◆ PROBLEM 1
In the rows below, take everything from the line containing "Q: For each instance of the wrist" down to the line containing "x=198 y=134", with both of those lines included. Give these lines as a JSON list of strings, with one string per line and blank lines left out.

AbstractTokenizer

Defines a general tokenizer.

Implements: ITokenizer

Description

The AbstractTokenizer class defines a general tokenizer.

Fields

_last_token_type

Last token type

_last_token_type: TokenType = TokenType.Unknown

_next_token

Next token

_next_token: Token

_scanner

Scanner

_scanner: IScanner

comment_state

Comment state

comment_state: ICommentState

decode_strings

Boolean that defines the option to decode strings or not.

decode_strings: bool

merge_whitespaces

Boolean that defines the option to unify white spaces.

merge_whitespaces: bool

number_state

Number state

number_state: INumberState

quote_state

Quote state

quote_state: IQuoteState

skip_comments

Boolean that defines the option to skip comments.

skip_comments: bool

skip_eof

Boolean that defines the option to skip EOF.

skip_eof: bool

skip_unknown

Boolean that defines the option to skip unknowns.

skip_unknown: bool

skip_whitespaces

Boolean that defines the option to skip white spaces.

skip_whitespaces: bool

symbol_state

Symbol state

symbol_state: ISymbolState

unify_numbers

Boolean that defines the option to unify numbers.

unify_numbers: bool

whitespace_state

White space state.

whitespace_state: IWhitespaceState

word_state

Word state.

word_state: IWordState

Properties

scanner

Scanner

scanner(): IScanner

scanner(value: IScanner)

Instance methods

clear_character_states

Clears all character states.

clear_character_states()

get_character_state

Gest the state for a given character.

get_character_state(symbol: int): ITokenizerState

has_next_token

Finds out if the tokenizer has a next token.

has_next_token(): bool

  • returns: bool - true if it has a next token, false otherwise.

next_token

Gets the next token.

next_token(): Token

  • returns: Token - next token

read_next_token

Reads the next token.

read_next_token(): Token

  • returns: Token - next token

set_character_state

Sets the characters' state.

set_character_state(from_symbol: int, to_symbol: int, state: ITokenizerState): void

  • from_symbol: int - first symbol
  • to_symbol: int - last symbol
  • state: ITokenizerState - tokenizer state

tokenize_buffer

Provides a token for a string buffer.

tokenize_buffer(buffer: str): List[Token]

  • buffer: str - buffer
  • returns: List[Token] - token

tokenize_buffer_to_strings

Creates a list of token values.

tokenize_buffer_to_strings(buffer: str): List[str]

  • buffer: str - buffer
  • returns: List[str] - list of token values

tokenize_stream

Creates a list of tokens

tokenize_stream(scanner: IScanner): List[Token]

  • scanner: IScanner - scanner
  • returns: List[Token] - list of tokens

tokenize_stream_to_strings

Creates a list of token values.

tokenize_stream_to_strings(scanner: IScanner): List[str]

  • scanner: IScanner - scanner
  • returns: List[str] - list of token values

◆ PROBLEM 2
According to the AbstractTokenizer reference above, what default value does the _last_token_type field have?

◆ STORED DATA

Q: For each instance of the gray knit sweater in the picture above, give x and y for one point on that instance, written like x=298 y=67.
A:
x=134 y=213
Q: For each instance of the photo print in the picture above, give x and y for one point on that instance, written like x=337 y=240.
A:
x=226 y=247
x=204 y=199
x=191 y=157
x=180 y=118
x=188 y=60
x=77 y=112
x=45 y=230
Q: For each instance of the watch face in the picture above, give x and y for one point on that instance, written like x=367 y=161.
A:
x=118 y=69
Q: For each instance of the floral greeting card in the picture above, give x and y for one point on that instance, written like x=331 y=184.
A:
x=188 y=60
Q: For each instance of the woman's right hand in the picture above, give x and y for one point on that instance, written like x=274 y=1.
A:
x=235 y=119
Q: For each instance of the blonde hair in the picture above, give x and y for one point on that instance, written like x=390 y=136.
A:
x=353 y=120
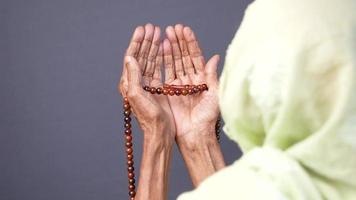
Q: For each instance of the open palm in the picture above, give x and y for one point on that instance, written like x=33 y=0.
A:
x=185 y=64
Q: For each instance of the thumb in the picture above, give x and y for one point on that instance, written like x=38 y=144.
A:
x=211 y=68
x=134 y=75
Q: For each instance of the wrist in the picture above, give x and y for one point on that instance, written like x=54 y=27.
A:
x=159 y=136
x=201 y=153
x=198 y=134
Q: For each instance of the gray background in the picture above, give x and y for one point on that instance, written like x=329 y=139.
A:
x=61 y=116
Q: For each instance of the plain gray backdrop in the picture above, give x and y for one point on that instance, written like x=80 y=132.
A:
x=61 y=129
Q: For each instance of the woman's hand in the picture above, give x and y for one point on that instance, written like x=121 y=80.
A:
x=195 y=115
x=142 y=63
x=185 y=64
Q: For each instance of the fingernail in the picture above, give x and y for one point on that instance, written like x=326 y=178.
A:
x=129 y=59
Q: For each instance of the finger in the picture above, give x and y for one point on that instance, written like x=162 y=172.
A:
x=145 y=47
x=177 y=56
x=132 y=50
x=194 y=50
x=187 y=63
x=157 y=77
x=149 y=70
x=134 y=76
x=211 y=71
x=168 y=61
x=135 y=43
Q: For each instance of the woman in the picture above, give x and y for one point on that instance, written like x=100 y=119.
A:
x=287 y=95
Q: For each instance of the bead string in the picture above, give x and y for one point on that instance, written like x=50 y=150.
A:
x=165 y=90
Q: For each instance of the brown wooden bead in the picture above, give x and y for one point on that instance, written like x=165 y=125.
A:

◆ WORKED ANSWER 1
[
  "Q: For each instance of the wrist in the picture above, give x and y for one point on that instance, written like x=54 y=27.",
  "A:",
  "x=159 y=136",
  "x=201 y=153",
  "x=198 y=134"
]

◆ WORKED ANSWER 2
TokenType.Unknown